• _WHAT YOU NEED TO DO_
Quote every one of the rows below word for word, and leave the pictures out of your answer.

(Items listed in a dataset)
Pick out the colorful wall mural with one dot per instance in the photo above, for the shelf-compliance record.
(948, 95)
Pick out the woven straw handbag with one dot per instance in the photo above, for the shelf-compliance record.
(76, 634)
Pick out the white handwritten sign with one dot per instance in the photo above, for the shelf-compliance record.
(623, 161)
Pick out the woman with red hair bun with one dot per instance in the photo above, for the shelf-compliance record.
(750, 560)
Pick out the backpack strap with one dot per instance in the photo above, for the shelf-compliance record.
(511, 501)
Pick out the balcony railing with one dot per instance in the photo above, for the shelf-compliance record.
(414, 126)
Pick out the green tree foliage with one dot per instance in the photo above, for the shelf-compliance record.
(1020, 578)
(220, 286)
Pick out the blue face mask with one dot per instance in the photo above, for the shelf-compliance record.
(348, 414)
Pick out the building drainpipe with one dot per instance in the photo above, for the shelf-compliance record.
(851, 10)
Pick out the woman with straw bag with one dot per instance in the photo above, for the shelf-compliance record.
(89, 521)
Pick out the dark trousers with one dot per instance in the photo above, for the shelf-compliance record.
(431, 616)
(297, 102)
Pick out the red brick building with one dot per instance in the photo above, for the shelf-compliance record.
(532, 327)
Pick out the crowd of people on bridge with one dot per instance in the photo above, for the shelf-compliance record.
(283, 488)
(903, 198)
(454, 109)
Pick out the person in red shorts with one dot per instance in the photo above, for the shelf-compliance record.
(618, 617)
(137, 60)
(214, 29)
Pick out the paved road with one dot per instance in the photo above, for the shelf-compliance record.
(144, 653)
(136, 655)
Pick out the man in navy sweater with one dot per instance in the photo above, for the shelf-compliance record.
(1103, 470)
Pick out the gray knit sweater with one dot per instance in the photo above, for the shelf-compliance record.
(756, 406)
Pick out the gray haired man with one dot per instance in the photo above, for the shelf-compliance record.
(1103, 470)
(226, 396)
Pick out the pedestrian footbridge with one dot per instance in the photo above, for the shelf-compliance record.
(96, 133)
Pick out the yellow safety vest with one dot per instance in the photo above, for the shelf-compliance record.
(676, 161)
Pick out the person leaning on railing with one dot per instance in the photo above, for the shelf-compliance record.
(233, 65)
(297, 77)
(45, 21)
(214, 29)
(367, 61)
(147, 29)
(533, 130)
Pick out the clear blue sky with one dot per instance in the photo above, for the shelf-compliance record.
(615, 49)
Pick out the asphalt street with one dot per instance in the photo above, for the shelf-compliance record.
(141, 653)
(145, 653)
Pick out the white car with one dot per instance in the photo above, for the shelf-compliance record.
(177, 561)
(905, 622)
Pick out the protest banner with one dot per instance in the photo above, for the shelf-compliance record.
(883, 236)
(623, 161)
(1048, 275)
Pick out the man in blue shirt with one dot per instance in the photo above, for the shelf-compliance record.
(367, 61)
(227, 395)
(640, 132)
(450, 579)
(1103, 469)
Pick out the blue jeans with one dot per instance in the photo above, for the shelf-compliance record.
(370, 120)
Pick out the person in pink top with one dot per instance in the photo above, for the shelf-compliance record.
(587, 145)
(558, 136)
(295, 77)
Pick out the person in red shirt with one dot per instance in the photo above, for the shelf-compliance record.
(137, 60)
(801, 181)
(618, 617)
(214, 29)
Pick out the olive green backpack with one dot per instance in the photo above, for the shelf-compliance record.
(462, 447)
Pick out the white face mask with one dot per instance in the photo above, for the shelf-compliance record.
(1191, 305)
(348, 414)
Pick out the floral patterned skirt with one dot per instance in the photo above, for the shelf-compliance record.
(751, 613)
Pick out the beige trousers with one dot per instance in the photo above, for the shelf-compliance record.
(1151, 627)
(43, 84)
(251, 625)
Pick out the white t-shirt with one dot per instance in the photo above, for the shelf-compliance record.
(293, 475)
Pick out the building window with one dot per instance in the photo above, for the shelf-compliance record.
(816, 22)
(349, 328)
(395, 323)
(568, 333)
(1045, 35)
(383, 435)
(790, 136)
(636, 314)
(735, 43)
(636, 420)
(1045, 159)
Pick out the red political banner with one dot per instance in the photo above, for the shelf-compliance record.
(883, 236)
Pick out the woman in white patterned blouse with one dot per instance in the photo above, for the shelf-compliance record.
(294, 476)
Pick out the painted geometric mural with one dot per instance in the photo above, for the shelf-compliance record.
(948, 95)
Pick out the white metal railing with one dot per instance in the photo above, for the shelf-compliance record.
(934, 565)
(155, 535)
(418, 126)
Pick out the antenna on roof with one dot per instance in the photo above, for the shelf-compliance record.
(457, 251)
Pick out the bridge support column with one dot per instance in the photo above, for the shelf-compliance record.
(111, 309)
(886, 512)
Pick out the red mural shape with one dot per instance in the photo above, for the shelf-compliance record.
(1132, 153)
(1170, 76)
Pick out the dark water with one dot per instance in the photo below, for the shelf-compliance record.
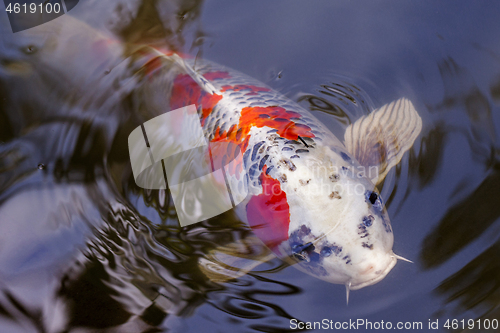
(82, 249)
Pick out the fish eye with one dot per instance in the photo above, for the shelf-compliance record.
(301, 252)
(373, 197)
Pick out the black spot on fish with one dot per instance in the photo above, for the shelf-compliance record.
(334, 177)
(253, 170)
(263, 161)
(387, 226)
(326, 251)
(303, 252)
(304, 182)
(345, 157)
(314, 257)
(372, 197)
(255, 149)
(239, 133)
(368, 246)
(289, 164)
(368, 220)
(245, 155)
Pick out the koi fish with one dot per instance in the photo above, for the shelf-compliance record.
(311, 201)
(312, 198)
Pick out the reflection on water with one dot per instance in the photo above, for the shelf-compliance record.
(82, 247)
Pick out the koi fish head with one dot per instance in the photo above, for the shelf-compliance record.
(339, 229)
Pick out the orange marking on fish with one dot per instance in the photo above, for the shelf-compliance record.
(269, 213)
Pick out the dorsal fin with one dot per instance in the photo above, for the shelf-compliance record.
(381, 138)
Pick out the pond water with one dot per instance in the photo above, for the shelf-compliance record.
(83, 249)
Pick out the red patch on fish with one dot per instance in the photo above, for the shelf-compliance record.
(186, 92)
(253, 89)
(268, 213)
(275, 117)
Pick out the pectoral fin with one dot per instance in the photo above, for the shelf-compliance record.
(234, 260)
(379, 140)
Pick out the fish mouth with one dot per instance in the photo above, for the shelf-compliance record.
(376, 279)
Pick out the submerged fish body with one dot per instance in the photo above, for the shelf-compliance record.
(310, 201)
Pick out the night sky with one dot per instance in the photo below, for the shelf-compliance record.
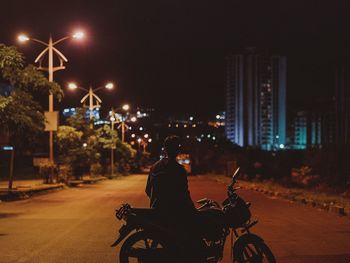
(169, 54)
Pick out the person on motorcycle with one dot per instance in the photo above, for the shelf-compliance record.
(167, 188)
(167, 185)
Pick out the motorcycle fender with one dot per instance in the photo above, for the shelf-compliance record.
(124, 231)
(244, 239)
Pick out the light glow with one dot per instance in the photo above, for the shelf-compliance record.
(78, 35)
(23, 38)
(126, 107)
(72, 86)
(109, 86)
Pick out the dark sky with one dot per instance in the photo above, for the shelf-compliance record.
(169, 54)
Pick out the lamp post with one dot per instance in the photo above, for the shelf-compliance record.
(51, 50)
(90, 96)
(115, 119)
(123, 126)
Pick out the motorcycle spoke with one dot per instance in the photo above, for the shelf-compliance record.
(146, 243)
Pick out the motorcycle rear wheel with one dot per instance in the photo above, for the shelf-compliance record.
(253, 250)
(144, 247)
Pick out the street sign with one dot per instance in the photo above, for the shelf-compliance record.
(4, 137)
(51, 120)
(38, 161)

• _TASK SOLUTION_
Pick out the colorful wall mural with one dot per instance in the photo above, for the shelf-compliance record.
(948, 95)
Pick out the woven straw handbag with one dot per instance in the photo above, for the shelf-compliance record.
(76, 634)
Pick out the white handwritten sign with one dot per instance in the photo above, for the shelf-compliance record.
(623, 161)
Pick out the woman with red hair bun with one dot per instance in the photo above, for the shelf-compliance record.
(750, 560)
Pick out the backpack strap with one dot per instance in the photo above, for the shelf-compliance record.
(511, 501)
Pick out the balcony railing with one dot per instance in the photo above, for the shelf-compliance record.
(414, 126)
Pick out the green tree foliage with one dot per instance in the photo above, for the shelf-compliance record.
(1020, 578)
(220, 286)
Pick out the blue face mask with one dot per instance in the photo above, for the shelf-compliance record.
(348, 414)
Pick out the building drainpipe with one dot per instance in the photo above, for the shelf-compliance record.
(851, 10)
Pick out the woman with straw bag with one dot per instance in the photo above, for the shelf-compliance record.
(89, 521)
Pick out the dark trousers with one dot per instance in the photo above, for the shelf-compliance record.
(431, 616)
(297, 102)
Pick out the red brick building with one dot per instance in the photo above, for the shelf-compliance record.
(532, 327)
Pick out the crowd of people on bridge with one dot per instance in the photo above, for the shelf-compliance record.
(283, 488)
(903, 198)
(454, 109)
Pick out the person in red shorts with one dot per instance in the photo above, for the shelf-compliance record.
(618, 617)
(137, 60)
(214, 29)
Pick out the paved road with one dot per instance in the photo above, for the shelf-compliance record.
(144, 653)
(136, 655)
Pick out the man in navy sweater with one dot per instance in the photo above, for the shelf-compliance record.
(1103, 470)
Pick out the gray knit sweater with one dot per instance in the photo above, for the shelf-compliance record.
(756, 406)
Pick out the gray haired man with one dot per instance in the photo above, for the shelf-compliance record.
(1103, 470)
(226, 396)
Pick out the pedestrian footbridge with one dot per instance in the photo above, for the shelf-compliance record.
(96, 133)
Pick out the yellow safety vest with one dot per instance in the photo above, for the shelf-compliance record.
(676, 161)
Pick out the person leaning on railing with one dot per instance in the photo above, for the shelf-compliance record.
(233, 65)
(297, 77)
(45, 21)
(214, 29)
(367, 61)
(147, 29)
(533, 130)
Pick out the clear blue sky with one dot per instance in the photo above, for the shelf-compliance record.
(615, 49)
Pick out the asphalt street with one dot per instance in the photo above, for the shelf-compliance record.
(141, 653)
(145, 653)
Pick out the white car with one dot per instance in the photo above, for the shelf-compliance record.
(177, 561)
(905, 622)
Pick out the protest banner with one dot per instance in the photo above, for the shelf-compliance record.
(883, 236)
(623, 161)
(1048, 275)
Pick out the man in blue shirt with one dot per instance in the photo above, for the shelf-compliance record.
(367, 61)
(227, 395)
(640, 132)
(450, 579)
(1103, 469)
Pick out the blue jeans with one dot per instance in the photo above, for the shelf-compliance record.
(370, 120)
Pick out the person in pink top with one dot per instance in the photo above, for the shelf-compliance record.
(587, 145)
(558, 136)
(295, 77)
Pick out the person in red shirt with one dot per instance in the photo above, for the shelf-compliance record.
(137, 60)
(801, 181)
(618, 617)
(214, 29)
Pick out the olive green backpack with one dot per instance in the photo above, for the shelf-compliance record.
(462, 447)
Pick out the white face mask with one dot per instance in the photo above, for the shelf-compliance record.
(1191, 305)
(348, 414)
Pick out the floral patterned skirt with one dot per instance in the photo above, for the shelf-compliance record.
(751, 613)
Pick out the beige trousers with one dot per instance in the photo above, for the shelf-compliance record.
(1151, 627)
(43, 84)
(251, 625)
Pick out the white t-shirt with one dot per instance in the photo above, for the shelf-compliance record.
(293, 475)
Pick out the building window with one dot per instance in the photo above, for the shelf-compliance record.
(816, 22)
(349, 328)
(395, 323)
(568, 333)
(1045, 35)
(383, 435)
(790, 136)
(636, 314)
(735, 43)
(636, 420)
(1045, 159)
Pick out the red political banner with one dot per instance in the photo above, for the shelf-compliance record.
(883, 236)
Pick out the woman in white patterned blouse with one dot per instance in the photo above, for the shelf-compliance record.
(294, 476)
Pick out the painted geometric mural with one dot per instance in the photo above, for the shelf-compliance record.
(948, 95)
Pick out the white metal railing with one dot per instance in the photo above, for the shelf-compliance record.
(934, 565)
(155, 535)
(418, 126)
Pick out the antenna on roof with one dot per instance in the photo above, for the shelf-compliance record.
(457, 251)
Pick out the bridge support column with one dot per instance in the photo above, for the shelf-compliance record.
(111, 309)
(886, 512)
Pick out the red mural shape with one dot per instance in the photo above, for the shelf-compliance record.
(1132, 153)
(1170, 76)
Pick out the dark water with one dot per instance in the photo below, for the shelf-compliance record.
(82, 249)
Pick out the fish eye with one dot per instance in the photo above, for the shelf-compliance record.
(301, 252)
(373, 197)
Pick out the black spot on fish with one dot per instance in the photo above, for the shelf-compliance record.
(334, 177)
(253, 170)
(263, 161)
(387, 226)
(326, 251)
(303, 252)
(304, 182)
(345, 157)
(314, 257)
(372, 197)
(255, 149)
(239, 133)
(368, 246)
(289, 164)
(368, 220)
(245, 155)
Pick out the koi fish with one dot per instance in the photo above, for the shelf-compliance record.
(311, 201)
(312, 198)
Pick out the reflection on water with one dot per instance in the photo above, for the shelf-compliance record.
(82, 247)
Pick out the koi fish head with one dot per instance in the photo above, for the shelf-compliance record.
(339, 229)
Pick out the orange marking on fish with one dot per instance in the photo above, for the shelf-compliance record.
(269, 213)
Pick out the dorsal fin with one dot per instance in the photo above, for the shelf-compliance record.
(381, 138)
Pick out the pond water with one dot per instance in the photo above, for the shelf-compliance record.
(83, 249)
Pick out the red patch on fish with one dot per instance in the photo above, for the shelf-compliance record.
(186, 92)
(253, 89)
(268, 213)
(275, 117)
Pick out the pectoral fin with one dot per instance in the photo above, for the shelf-compliance record.
(234, 260)
(379, 140)
Pick out the fish mouth with one dot per instance in the photo above, for the shelf-compliance record.
(376, 279)
Pick out the submerged fish body with one dot per instance in the photo above, for the shelf-compliance record.
(310, 201)
Pick out the night sky with one dot per instance in the photo below, for the shelf-compliance record.
(169, 54)
Pick out the person on motorcycle with one dot per instance in the photo above, for the shelf-compliance record.
(167, 188)
(167, 185)
Pick out the motorcycle fender with one dot per instance in the photo above, for the shelf-compliance record.
(124, 231)
(244, 239)
Pick out the light glow with one dot per instance in the photo above, for the shelf-compliance record.
(78, 35)
(23, 38)
(126, 107)
(72, 86)
(109, 86)
Pick out the dark sky with one dot per instance in the photo above, for the shelf-compliance record.
(169, 54)
Pick out the lamp post with one dot per instance in the photo above, for the shelf-compliance record.
(51, 50)
(90, 96)
(115, 119)
(123, 126)
Pick out the motorcycle spoke with one dot per instance in the photo above, for the shelf-compliance record.
(146, 243)
Pick out the motorcycle rear wheel with one dot per instance in the photo above, for the shelf-compliance record.
(253, 250)
(144, 247)
Pick out the street sign with one dot per instance in the photo above, for the shelf-compliance record.
(4, 137)
(51, 120)
(38, 161)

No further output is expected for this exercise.